_Request 1_
From the Nabla GPU training tutorial below, list every Python module that its code imports, naming each module once.

_Document excerpt_
MLP Training (GPU)#
In this tutorial, we’ll walk through how to use Nabla with GPU acceleration to train a neural network to learn a complex sin function. We’ll cover installation, device setup, and the training loop with jitting for GPU acceleration.
Installation and Setup#
[4]:
# Installation
import sys
IN_COLAB = "google.colab" in sys.modules
try:
import nabla as nb
except ImportError:
import subprocess
subprocess.run(
[
sys.executable,
"-m",
"pip",
"install",
"modular",
"--extra-index-url",
"https://download.pytorch.org/whl/cpu",
"--index-url",
"https://dl.modular.com/public/nightly/python/simple/",
],
check=True,
)
subprocess.run(
[sys.executable, "-m", "pip", "install", "nabla-ml", "--upgrade"], check=True
)
import nabla as nb
# Import other required libraries
import time
import numpy as np
print(
f"🎉 Nabla is ready! Running on Python {sys.version_info.major}.{sys.version_info.minor}"

_Exercise inputs_

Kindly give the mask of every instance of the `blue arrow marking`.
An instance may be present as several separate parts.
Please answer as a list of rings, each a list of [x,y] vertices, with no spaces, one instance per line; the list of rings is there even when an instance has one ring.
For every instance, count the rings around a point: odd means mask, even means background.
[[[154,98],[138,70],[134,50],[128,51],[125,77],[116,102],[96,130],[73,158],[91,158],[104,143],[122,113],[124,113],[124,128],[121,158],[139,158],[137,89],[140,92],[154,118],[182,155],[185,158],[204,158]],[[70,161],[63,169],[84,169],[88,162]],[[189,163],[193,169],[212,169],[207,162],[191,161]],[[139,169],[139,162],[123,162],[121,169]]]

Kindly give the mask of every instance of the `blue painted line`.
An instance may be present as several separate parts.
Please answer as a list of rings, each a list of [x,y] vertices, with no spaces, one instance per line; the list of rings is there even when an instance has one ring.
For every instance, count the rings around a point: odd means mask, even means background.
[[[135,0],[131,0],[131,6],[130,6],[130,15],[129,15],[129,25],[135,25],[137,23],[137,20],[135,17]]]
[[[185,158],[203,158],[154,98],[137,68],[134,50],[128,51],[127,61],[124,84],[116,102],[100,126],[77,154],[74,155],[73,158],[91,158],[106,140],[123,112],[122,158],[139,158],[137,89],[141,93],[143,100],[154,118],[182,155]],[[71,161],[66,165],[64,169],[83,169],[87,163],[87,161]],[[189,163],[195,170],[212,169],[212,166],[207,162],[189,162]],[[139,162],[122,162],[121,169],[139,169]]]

_Request 2_
Select each line of the records above that contains the word "Kindly", where case counts.

_Task answer 1_
sys, nabla, subprocess, time, numpy

_Task answer 2_
Kindly give the mask of every instance of the `blue arrow marking`.
Kindly give the mask of every instance of the `blue painted line`.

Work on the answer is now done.